§ **TASK ITEM**:
Pull out each line in the records that contains the word "positive".

(Stored data)

______________________________

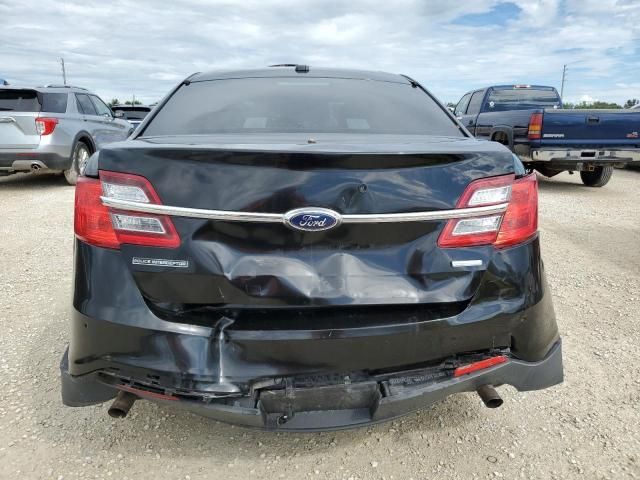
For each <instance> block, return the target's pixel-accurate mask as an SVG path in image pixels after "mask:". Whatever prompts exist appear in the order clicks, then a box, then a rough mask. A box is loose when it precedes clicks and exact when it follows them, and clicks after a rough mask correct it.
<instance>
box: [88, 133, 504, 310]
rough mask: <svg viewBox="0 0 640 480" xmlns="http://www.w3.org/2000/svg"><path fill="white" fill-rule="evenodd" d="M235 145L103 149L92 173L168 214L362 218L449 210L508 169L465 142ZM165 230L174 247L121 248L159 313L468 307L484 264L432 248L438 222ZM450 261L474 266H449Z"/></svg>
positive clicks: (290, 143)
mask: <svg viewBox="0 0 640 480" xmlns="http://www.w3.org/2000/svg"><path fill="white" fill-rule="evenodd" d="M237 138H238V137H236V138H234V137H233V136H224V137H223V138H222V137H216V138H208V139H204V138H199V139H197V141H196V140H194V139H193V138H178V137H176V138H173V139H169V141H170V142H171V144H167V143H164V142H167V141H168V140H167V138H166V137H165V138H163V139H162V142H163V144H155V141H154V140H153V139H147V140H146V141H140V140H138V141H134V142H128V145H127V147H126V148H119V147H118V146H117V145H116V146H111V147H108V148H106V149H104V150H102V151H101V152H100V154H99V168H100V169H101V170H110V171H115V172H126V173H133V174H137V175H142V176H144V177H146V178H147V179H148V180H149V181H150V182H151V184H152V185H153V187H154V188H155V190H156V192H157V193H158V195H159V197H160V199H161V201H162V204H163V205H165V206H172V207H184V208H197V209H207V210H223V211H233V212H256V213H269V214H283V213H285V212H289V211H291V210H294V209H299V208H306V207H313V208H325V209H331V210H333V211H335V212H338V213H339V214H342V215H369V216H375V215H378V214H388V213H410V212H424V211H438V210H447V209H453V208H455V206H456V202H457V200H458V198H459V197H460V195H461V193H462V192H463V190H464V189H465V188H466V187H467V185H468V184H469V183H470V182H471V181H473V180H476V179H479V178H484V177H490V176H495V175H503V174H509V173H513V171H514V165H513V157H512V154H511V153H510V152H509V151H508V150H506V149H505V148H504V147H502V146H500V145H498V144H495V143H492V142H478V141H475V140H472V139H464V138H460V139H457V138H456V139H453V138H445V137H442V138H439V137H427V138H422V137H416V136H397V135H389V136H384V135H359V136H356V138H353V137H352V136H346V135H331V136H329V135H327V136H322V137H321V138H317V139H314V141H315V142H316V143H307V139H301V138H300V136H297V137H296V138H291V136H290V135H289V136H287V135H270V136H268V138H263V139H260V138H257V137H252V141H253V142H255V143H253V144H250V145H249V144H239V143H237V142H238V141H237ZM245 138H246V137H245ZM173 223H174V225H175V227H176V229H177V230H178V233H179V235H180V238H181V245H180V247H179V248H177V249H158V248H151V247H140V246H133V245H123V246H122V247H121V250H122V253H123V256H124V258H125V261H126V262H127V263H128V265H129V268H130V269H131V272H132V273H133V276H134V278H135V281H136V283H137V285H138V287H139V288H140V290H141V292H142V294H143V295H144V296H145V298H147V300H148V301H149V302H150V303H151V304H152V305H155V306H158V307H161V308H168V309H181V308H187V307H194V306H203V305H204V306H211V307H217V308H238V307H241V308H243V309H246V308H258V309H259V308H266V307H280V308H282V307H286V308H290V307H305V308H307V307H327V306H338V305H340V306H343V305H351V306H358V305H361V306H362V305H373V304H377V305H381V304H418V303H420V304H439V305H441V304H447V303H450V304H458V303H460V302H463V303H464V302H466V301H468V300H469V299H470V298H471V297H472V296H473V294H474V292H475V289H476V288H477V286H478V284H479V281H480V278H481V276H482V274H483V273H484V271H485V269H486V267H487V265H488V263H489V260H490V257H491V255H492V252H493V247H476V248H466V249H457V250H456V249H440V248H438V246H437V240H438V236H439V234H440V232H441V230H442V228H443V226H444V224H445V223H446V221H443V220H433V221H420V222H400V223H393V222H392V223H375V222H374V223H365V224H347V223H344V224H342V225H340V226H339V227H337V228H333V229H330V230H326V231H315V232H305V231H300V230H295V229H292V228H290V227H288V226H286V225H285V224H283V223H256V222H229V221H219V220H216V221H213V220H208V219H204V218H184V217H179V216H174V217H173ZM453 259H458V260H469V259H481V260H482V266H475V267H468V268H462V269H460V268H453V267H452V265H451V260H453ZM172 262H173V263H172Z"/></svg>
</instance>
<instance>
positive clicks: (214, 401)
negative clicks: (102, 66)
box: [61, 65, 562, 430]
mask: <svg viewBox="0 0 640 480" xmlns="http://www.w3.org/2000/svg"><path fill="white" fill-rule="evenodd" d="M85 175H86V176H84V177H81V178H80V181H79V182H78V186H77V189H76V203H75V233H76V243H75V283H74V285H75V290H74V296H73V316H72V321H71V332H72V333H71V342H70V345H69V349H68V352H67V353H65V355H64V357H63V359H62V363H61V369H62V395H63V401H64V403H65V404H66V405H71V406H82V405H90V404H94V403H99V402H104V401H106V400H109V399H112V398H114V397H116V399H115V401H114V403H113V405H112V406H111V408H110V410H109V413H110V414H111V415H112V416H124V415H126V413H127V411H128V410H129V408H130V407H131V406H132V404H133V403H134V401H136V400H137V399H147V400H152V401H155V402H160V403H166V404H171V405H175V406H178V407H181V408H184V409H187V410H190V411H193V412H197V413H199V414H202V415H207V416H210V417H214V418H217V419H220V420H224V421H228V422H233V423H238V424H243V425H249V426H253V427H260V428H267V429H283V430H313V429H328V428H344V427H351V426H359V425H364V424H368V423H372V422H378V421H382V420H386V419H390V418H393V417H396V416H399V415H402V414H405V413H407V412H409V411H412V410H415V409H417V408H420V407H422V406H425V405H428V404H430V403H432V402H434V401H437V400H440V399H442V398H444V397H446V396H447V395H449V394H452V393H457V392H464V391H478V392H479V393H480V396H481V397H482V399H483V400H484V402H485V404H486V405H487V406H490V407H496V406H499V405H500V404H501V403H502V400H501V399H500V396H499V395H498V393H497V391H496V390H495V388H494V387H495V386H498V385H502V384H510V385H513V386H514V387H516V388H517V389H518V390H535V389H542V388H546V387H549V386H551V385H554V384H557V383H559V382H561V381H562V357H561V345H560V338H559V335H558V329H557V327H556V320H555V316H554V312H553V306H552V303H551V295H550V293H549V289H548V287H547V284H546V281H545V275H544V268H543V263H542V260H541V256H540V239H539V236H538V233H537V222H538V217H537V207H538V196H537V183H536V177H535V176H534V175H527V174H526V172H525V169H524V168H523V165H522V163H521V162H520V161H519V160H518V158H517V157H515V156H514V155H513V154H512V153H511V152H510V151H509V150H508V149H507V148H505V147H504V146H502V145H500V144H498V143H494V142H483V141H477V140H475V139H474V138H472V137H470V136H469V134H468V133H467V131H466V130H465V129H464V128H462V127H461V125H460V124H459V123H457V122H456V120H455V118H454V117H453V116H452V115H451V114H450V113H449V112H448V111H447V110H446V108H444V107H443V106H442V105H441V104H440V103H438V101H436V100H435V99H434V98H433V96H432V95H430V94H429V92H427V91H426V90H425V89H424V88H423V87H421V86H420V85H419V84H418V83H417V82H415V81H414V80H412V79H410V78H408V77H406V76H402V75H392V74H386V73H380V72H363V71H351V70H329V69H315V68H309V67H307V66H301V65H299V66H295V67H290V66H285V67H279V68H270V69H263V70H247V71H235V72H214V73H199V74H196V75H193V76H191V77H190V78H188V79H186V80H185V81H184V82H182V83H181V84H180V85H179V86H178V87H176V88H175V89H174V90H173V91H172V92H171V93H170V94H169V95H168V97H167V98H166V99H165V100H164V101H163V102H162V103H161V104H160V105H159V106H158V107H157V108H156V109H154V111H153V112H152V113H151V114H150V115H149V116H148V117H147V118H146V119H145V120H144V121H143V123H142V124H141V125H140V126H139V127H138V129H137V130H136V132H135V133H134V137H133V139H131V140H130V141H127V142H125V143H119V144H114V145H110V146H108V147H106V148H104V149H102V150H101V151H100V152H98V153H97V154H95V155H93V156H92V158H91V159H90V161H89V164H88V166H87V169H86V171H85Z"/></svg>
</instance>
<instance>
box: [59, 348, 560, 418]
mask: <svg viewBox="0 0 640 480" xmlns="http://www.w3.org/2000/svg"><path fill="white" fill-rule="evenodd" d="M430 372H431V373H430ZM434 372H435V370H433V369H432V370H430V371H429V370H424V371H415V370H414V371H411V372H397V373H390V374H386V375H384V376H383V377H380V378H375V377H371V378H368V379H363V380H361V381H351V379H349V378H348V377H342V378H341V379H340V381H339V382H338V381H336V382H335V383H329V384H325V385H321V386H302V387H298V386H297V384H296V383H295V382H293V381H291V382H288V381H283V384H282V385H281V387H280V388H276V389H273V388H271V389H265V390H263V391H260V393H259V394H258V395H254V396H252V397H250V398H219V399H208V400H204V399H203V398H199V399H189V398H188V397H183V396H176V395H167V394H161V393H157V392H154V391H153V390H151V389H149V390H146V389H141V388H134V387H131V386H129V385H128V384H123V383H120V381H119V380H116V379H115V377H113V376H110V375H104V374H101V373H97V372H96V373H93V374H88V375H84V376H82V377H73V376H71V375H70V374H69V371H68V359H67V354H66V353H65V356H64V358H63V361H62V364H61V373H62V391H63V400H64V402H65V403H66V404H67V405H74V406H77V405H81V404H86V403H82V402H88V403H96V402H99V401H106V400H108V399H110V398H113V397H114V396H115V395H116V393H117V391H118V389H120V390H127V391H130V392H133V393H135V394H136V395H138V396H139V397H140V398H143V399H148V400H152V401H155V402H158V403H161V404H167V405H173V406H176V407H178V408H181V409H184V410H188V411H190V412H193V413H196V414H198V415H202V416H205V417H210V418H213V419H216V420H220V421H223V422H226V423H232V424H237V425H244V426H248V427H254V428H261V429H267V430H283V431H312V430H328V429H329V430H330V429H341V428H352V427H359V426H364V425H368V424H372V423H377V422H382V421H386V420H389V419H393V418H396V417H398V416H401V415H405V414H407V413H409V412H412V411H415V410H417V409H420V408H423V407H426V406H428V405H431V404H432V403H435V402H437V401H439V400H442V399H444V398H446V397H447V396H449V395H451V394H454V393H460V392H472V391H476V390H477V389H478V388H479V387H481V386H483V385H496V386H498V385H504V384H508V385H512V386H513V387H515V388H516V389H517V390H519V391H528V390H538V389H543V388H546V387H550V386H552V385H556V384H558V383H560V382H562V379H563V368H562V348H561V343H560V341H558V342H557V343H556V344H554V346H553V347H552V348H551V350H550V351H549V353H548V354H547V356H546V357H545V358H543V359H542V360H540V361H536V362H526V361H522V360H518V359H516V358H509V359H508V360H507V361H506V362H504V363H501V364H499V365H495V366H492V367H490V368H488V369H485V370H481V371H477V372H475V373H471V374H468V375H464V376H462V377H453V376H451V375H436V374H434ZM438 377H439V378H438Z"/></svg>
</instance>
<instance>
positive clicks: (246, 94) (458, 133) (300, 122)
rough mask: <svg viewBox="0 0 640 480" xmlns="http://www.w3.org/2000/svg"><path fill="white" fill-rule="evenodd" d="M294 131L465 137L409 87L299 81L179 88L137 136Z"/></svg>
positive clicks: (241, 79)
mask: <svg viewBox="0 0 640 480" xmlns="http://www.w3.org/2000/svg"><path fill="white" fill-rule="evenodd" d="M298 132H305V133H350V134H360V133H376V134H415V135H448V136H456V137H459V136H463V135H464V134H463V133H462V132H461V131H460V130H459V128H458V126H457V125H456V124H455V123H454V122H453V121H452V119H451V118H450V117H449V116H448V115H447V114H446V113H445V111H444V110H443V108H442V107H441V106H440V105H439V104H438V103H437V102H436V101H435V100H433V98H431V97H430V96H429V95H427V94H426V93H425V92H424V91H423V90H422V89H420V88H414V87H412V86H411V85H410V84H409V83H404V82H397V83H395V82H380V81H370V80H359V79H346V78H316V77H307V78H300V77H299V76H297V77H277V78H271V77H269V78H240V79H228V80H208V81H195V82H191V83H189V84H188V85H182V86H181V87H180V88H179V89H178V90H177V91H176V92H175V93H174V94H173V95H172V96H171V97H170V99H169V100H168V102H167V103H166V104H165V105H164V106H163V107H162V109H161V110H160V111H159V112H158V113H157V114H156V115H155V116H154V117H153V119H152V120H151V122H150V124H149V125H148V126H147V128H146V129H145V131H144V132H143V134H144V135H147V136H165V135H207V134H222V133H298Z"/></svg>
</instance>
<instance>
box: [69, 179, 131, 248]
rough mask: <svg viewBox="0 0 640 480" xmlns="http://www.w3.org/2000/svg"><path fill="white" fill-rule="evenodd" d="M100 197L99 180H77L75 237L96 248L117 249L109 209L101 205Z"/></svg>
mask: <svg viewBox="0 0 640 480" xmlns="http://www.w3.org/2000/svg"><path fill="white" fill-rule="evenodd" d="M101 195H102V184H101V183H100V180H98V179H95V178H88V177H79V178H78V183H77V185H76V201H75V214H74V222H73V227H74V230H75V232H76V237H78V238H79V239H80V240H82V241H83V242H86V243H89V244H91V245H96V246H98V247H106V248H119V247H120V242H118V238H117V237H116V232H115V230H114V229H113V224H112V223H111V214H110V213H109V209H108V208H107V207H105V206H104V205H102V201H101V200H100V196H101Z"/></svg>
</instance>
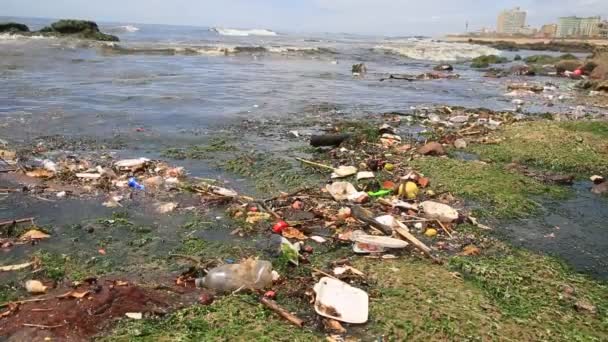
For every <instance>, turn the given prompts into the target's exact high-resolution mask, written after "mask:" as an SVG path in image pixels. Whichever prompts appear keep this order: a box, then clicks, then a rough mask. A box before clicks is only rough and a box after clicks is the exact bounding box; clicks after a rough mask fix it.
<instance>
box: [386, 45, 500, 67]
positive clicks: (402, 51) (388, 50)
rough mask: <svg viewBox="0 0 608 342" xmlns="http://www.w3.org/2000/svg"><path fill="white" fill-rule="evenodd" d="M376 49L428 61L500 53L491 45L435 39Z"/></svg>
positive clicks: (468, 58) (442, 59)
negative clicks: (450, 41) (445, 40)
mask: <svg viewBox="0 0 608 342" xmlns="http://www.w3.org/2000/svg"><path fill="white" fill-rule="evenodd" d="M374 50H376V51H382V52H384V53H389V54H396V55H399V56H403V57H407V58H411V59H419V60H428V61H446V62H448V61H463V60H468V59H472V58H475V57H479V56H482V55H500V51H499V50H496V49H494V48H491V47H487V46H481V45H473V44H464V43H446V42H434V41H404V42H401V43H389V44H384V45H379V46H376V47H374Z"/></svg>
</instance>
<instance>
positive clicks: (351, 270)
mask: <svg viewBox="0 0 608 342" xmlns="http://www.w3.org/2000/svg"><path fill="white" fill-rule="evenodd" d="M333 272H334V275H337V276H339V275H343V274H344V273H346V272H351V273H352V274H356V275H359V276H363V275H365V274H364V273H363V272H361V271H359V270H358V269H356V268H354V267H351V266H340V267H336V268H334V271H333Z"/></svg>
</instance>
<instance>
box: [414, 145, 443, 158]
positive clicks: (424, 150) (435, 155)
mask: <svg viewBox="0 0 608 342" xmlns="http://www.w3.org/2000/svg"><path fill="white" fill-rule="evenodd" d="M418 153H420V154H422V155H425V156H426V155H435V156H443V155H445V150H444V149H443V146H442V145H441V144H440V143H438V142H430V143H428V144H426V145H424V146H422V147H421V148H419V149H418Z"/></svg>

______________________________

§ **EXERCISE SOLUTION**:
positive clicks: (290, 143)
positive clicks: (214, 401)
positive clicks: (246, 94) (458, 133) (300, 122)
positive clicks: (241, 79)
positive clicks: (402, 51) (388, 50)
positive clicks: (468, 58) (442, 59)
positive clicks: (351, 270)
positive clicks: (424, 150) (435, 155)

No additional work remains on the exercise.